- Opening Delimiter -

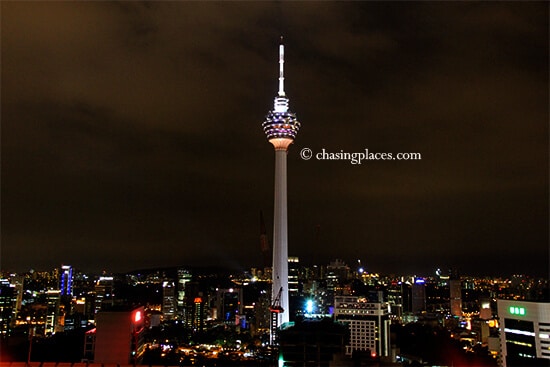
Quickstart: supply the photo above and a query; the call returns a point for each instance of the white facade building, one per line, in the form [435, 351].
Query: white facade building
[369, 324]
[524, 332]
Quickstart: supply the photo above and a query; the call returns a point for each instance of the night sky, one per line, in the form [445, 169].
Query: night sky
[132, 138]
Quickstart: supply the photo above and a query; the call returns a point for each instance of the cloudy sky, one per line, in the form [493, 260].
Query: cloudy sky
[131, 133]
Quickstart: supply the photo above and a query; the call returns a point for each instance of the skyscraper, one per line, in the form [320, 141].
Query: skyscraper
[66, 281]
[281, 128]
[524, 333]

- Closing Delimiter -

Restate word for word the lines from the one holding "Query: night sky" through the last line of the listing, omitting every earlier line.

◆ **Result of the exercise**:
Query: night sky
[132, 138]
Quickstart: supply the photo above and a query; the call returns a point for each instance of the cloudy sky, one per line, in the form [493, 260].
Query: cloudy sky
[131, 133]
Quickstart: supply the photo above and a query; the call returns a point for each instance of the skyscraper, one per line, in the form [320, 141].
Query: skyscraper
[66, 281]
[281, 128]
[524, 333]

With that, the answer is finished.